**Source extract:**
How to get "on-line" prediction estimates for data over time?

Hi, I’m new to pymc3 so forgive me if this is somehow a stupid question:

I’m trying to model a production process, where I’m using three parameters A, B, and C to predict an output measurement Y. Each product has two relevant dates: the production date and the measurement date. At the time of production, I want to make my best guess at what the measured value will be, and then at the measurement date when I get the true measured value, I will update my model.

So what I’m trying to do is: for each product, on the production date P give the best estimate for Y based off observed data from every product whose measurement date is before P.

What is the best way to solve this kind of problem?

Since time does not seem to be a relevant variable in your model (A, B, C don’t change over time), you can ignore it. Just make your model predict observed Ys given their A, B, and C. Then use the posterior to predict new unobserved Ys given their A, B, and C. As you get more observed Ys you can keep updating your model. This gives you an idea of how you might do it in PyMC:

https://docs.pymc.io/notebooks/updating_priors.html

Hi Ricardo, thanks for the response. I should have specified, the impact of certain parameters may indeed change over time (e.g. in a chemical process the precursor may age and its properties will change, so the batch of chemical C may be a time-dependent parameter,) while other variables are time-independent (e.g. the solvent A being used in the reaction.)

Do you know how I would write the code to take into account a time-varying parameter?

I am afraid that is too general of a question for me to offer specific usable advice. You will need to decide how to model your time effects. Two examples include: linear function based on time, or random walk prior…

Let me study your example. I wasn’t sure if a for loop was the best way to do this, but from your example it seems like a for loop is the way to go. I also didn’t know how to use the old posterior as the new prior, but I think by studying your example I should be able to figure that out (it looks like it will involve using the Interpolated function?)

If I still can’t figure it out, I will come back with more context and paste in my code.

**Raw data:**
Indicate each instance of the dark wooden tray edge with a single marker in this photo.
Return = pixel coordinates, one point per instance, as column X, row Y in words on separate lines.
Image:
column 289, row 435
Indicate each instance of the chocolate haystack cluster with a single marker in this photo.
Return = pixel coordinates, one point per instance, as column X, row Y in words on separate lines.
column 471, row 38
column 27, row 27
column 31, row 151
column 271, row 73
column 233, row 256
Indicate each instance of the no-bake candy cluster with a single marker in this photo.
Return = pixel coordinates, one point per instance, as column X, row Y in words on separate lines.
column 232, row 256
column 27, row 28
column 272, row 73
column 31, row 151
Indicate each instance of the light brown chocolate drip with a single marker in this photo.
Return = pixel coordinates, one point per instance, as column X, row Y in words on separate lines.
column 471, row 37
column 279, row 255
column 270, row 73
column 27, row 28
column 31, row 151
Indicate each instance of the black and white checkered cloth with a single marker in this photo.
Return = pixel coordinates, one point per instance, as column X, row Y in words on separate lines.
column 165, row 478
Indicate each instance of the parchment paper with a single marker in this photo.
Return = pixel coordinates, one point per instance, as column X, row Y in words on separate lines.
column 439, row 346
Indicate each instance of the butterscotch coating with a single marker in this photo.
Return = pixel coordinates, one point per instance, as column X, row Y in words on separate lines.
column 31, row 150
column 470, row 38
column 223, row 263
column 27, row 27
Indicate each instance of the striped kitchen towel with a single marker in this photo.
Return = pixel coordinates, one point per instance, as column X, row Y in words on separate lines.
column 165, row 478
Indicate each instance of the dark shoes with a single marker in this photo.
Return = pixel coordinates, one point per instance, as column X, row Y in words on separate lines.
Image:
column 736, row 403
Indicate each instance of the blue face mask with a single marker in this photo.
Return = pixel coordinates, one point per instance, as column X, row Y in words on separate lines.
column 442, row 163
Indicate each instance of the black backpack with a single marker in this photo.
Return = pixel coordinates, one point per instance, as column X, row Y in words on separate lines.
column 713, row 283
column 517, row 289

**Goals:**
1. List every single-letter name the thread uses for a quantity in the production problem, along with what each letter stands for.
2. Answer these from the thread:
(a) What two dates does each product have?
(b) What two examples are offered for modeling time effects?
(c) Which function does the original poster guess will be needed to use the old posterior as the new prior?
The entries above are separate from the thread and are not covered here.

**Responses in order:**
1.
- A: a parameter used to predict Y (the example given is the solvent being used in the reaction)
- B: a parameter used to predict Y
- C: a parameter used to predict Y (the example given is the batch of chemical C, which may be time-dependent)
- Y: the output measurement being predicted
- P: the production date of a product

2.
(a) The production date and the measurement date.
(b) A linear function based on time, or a random walk prior.
(c) The Interpolated function.